[Pages H2719-H2721]
From the Congressional Record Online through the Government Publishing Office [www.gpo.gov]




               ACCREDITED INVESTOR DEFINITION REVIEW ACT

  Mrs. WAGNER. Mr. Speaker, I move to suspend the rules and pass the 
bill (H.R. 1579) to amend the Securities Act of 1933 and the Dodd-Frank 
Wall Street Reform and Consumer Protection Act with respect to the 
definition of accredited investor, and for other purposes, as amended.
  The Clerk read the title of the bill.
  The text of the bill is as follows:

                               H.R. 1579

       Be it enacted by the Senate and House of Representatives of 
     the United States of America in Congress assembled,

     SECTION 1. SHORT TITLE.

       This Act may be cited as the ``Accredited Investor 
     Definition Review Act''.

     SEC. 2. CERTIFICATIONS, DESIGNATIONS, AND CREDENTIALS UNDER 
                   THE DEFINITION OF ACCREDITED INVESTOR.

       Section 2(a)(15) of the Securities Act of 1933 (15 U.S.C. 
     77b(a)(15)) is amended--
       (1) by redesignating clauses (i) and (ii) as subparagraphs 
     (A) and (B), respectively;
       (2) in subparagraph (A), as so redesignated, by striking 
     ``adviser; or'' and inserting ``adviser;'';
       (3) in subparagraph (B), as so redesignated, by striking 
     the period at the end and inserting ``; or''; and
       (4) by adding at the end the following:
       ``(C) an individual holding such certifications, 
     designations, or credentials as the Commission determines 
     necessary or appropriate in the public interest or for the 
     protection of investors, where such list of certifications, 
     designations, or credentials shall be no less broad than 
     those certifications, designations, or credentials described 
     in the amendments made to section 230.501 of title 17, Code 
     of Federal Regulations, by the final rule of the Commission 
     titled `Accredited Investor Definition' (85 Fed. Reg. 64234; 
     published October 9, 2020).''.

▸ **Set of tasks**:
(1) In the Congressional Record excerpt, under what short title may the Act be cited?
(2) Write out the records again from the line containing "standing in sunroof." through the line containing "top-left (704, 259), bottom-right (902, 483)", with "driver seat" swapped for "passenger seat" and every other word left unchanged.

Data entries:
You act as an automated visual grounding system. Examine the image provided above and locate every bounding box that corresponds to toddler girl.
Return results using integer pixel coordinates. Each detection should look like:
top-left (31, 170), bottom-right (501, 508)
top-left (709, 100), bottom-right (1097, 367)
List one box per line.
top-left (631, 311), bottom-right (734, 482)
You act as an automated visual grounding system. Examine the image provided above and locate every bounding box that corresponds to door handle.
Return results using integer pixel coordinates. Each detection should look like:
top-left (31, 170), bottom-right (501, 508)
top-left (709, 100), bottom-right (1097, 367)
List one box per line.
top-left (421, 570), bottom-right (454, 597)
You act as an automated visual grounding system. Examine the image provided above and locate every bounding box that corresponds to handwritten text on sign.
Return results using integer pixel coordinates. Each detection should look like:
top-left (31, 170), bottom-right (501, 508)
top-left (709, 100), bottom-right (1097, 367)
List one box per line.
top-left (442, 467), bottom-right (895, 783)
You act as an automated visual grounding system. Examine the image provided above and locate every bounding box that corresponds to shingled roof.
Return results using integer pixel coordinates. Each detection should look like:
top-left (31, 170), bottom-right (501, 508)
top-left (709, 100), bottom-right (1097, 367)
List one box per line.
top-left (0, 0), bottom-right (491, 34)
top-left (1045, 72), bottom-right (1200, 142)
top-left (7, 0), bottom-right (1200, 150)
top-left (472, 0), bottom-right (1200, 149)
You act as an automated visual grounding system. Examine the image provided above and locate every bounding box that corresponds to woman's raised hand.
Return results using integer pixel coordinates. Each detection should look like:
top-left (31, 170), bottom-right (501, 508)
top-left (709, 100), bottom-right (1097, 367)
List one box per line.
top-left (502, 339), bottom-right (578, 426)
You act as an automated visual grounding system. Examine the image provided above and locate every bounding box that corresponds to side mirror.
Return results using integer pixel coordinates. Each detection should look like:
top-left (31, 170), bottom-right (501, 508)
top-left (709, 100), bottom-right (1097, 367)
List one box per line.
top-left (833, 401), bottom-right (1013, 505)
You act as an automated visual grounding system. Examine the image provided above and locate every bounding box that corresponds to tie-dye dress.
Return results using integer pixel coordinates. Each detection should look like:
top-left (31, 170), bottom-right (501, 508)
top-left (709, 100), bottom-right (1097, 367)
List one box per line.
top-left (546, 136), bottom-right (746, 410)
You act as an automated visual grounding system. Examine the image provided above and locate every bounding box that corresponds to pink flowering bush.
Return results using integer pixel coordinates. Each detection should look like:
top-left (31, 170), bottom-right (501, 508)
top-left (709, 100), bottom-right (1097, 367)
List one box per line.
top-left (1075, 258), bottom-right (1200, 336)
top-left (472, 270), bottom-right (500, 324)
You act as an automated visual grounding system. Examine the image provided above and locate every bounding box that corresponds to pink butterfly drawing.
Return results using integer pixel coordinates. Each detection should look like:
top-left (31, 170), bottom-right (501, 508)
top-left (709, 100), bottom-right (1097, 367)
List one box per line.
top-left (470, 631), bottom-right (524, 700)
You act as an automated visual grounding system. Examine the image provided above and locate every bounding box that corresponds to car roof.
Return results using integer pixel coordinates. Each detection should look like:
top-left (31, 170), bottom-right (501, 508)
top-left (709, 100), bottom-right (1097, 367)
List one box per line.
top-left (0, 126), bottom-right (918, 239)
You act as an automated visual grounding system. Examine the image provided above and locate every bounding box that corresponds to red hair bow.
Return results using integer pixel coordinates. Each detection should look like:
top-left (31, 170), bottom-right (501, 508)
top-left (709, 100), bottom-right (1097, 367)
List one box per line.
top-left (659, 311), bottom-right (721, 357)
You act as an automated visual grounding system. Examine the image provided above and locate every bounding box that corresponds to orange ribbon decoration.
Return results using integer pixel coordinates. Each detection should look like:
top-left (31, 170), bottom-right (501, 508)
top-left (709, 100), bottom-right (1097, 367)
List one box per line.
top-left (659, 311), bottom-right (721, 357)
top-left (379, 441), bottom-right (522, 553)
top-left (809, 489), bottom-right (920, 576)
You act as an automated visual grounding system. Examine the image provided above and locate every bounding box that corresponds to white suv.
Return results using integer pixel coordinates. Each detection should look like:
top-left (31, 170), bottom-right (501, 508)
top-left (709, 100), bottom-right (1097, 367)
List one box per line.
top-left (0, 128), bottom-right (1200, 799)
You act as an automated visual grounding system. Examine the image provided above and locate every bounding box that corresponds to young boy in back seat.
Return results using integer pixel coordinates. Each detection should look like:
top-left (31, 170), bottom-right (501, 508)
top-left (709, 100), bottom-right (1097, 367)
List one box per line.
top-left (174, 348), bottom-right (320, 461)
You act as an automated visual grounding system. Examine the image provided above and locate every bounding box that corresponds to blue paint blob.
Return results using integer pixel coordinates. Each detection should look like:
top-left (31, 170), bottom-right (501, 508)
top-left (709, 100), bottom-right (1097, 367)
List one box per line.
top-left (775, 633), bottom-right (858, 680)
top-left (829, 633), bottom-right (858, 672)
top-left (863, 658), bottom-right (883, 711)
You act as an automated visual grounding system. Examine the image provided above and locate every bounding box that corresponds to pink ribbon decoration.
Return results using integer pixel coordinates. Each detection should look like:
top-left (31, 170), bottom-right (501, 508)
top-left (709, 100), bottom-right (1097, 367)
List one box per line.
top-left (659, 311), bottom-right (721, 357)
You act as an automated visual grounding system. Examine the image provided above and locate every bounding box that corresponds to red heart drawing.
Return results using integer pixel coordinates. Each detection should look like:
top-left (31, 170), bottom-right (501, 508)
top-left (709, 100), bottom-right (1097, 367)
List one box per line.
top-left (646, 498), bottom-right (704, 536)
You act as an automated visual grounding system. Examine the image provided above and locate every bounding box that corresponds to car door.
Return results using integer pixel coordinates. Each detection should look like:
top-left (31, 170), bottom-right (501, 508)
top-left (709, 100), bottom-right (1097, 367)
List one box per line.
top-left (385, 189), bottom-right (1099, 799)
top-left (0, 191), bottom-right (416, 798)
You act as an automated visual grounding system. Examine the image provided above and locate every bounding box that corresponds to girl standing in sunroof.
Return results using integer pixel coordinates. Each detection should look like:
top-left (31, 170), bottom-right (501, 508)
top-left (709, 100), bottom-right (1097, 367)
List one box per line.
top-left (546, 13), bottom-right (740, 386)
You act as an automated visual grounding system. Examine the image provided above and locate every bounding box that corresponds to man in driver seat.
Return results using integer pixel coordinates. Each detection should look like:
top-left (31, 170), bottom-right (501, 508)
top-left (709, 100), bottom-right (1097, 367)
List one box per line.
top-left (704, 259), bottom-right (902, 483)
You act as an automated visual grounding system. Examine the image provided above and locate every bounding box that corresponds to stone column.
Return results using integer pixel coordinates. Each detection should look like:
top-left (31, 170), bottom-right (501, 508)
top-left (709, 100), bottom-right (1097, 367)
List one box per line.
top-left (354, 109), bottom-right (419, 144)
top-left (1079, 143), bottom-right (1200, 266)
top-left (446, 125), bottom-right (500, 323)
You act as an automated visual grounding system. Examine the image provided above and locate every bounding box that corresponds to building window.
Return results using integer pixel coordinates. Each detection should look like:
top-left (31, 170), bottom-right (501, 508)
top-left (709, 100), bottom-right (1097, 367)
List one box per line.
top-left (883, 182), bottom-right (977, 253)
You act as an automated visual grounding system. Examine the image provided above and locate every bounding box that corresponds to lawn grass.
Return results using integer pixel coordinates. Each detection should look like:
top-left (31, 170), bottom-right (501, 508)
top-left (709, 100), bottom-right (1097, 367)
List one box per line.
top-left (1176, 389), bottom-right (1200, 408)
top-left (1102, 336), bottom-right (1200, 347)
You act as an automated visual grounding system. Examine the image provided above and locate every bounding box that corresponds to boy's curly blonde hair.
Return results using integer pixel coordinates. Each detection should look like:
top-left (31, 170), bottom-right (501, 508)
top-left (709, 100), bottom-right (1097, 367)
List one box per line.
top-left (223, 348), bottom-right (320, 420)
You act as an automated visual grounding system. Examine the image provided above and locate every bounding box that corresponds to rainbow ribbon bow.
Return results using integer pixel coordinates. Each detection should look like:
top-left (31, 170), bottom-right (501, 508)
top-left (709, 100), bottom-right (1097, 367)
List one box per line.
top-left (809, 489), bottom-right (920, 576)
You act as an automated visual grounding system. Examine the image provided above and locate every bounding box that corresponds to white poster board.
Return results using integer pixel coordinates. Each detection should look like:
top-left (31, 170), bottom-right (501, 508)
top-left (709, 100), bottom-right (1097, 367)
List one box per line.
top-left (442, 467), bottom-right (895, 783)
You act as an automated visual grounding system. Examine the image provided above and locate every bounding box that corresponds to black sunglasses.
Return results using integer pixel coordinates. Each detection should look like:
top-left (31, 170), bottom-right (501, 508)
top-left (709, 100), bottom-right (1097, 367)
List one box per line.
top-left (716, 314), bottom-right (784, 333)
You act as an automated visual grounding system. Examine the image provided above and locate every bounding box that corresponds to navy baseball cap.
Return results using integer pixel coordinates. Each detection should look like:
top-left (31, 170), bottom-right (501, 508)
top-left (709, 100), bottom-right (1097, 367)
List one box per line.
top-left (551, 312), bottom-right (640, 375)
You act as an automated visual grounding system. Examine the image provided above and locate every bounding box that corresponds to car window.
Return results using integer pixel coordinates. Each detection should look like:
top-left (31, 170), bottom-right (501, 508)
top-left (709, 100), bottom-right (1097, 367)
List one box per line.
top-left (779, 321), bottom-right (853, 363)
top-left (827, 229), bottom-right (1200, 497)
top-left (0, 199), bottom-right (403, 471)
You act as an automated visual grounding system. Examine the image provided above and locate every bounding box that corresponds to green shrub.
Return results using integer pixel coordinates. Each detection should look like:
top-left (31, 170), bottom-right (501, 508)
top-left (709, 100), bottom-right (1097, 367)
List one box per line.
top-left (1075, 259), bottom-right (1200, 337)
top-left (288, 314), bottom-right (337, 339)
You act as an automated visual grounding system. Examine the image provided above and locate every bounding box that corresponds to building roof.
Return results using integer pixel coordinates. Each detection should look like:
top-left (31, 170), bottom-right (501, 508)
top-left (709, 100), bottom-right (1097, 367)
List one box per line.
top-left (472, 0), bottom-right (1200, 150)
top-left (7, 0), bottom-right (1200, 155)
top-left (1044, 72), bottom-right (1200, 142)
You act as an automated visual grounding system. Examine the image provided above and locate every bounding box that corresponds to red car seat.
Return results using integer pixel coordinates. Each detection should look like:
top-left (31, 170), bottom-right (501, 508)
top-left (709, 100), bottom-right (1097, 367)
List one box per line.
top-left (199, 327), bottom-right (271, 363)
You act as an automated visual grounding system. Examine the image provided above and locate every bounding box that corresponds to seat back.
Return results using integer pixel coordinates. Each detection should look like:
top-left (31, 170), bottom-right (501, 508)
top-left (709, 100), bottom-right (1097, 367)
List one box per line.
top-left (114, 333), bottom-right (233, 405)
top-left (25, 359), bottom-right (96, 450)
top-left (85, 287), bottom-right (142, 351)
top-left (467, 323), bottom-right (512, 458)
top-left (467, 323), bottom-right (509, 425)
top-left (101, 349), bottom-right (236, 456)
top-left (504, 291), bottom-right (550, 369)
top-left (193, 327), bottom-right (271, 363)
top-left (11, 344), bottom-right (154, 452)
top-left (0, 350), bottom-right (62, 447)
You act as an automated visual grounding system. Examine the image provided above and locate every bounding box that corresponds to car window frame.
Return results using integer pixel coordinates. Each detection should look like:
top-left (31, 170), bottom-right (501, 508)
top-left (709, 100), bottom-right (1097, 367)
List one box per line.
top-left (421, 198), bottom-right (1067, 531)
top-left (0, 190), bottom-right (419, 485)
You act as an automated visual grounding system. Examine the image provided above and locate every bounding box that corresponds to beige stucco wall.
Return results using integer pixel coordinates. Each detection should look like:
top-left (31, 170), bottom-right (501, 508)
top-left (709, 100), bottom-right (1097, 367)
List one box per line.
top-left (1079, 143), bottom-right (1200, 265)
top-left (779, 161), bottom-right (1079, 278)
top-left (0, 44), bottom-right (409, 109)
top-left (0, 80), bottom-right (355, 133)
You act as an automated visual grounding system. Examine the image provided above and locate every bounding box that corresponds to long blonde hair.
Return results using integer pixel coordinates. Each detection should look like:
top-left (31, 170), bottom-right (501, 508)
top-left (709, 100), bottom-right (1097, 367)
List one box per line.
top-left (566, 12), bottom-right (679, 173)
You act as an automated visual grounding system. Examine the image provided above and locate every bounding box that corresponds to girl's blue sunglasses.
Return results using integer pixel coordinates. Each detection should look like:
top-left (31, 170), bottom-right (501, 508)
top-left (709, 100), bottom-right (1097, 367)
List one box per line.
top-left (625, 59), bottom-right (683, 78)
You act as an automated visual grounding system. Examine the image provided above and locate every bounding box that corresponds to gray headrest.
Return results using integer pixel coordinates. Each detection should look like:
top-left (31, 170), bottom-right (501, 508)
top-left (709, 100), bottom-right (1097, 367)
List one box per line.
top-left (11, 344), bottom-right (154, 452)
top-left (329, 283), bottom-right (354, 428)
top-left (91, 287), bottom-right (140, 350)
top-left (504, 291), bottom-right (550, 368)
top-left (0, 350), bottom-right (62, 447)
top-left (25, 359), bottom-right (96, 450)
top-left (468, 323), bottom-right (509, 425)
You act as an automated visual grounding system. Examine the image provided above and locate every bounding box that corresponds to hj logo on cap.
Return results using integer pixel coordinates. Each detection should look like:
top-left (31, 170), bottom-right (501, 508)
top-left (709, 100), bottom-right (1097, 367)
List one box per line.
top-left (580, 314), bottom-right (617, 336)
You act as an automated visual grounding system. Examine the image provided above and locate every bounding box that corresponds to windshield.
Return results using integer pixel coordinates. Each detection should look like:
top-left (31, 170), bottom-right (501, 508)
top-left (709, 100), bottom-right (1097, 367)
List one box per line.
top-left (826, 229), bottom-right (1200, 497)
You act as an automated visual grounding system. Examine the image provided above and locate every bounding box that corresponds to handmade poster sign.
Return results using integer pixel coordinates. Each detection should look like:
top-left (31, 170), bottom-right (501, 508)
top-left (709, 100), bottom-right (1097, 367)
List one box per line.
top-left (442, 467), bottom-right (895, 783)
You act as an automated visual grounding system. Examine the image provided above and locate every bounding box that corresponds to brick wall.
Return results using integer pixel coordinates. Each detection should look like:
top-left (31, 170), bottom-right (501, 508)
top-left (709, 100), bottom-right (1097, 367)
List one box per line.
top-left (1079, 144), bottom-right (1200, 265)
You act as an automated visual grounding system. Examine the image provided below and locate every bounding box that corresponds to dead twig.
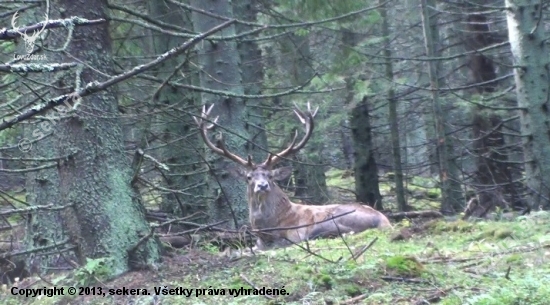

▸ **Correct answers**:
(1) The Accredited Investor Definition Review Act.

(2)
You act as an automated visual grounding system. Examine the image provided above and locate every bounding box that corresponds to girl standing in sunroof.
Return results using integer pixel coordinates. Each detection should look like:
top-left (31, 170), bottom-right (501, 508)
top-left (709, 100), bottom-right (1097, 367)
List one box per line.
top-left (546, 13), bottom-right (740, 386)
You act as an automated visual grounding system. Examine the image provided above and locate every bounding box that corresponds to man in passenger seat.
Return results using integer pixel coordinates. Each detection should look like:
top-left (31, 170), bottom-right (501, 508)
top-left (709, 100), bottom-right (1097, 367)
List one box per line.
top-left (704, 259), bottom-right (902, 483)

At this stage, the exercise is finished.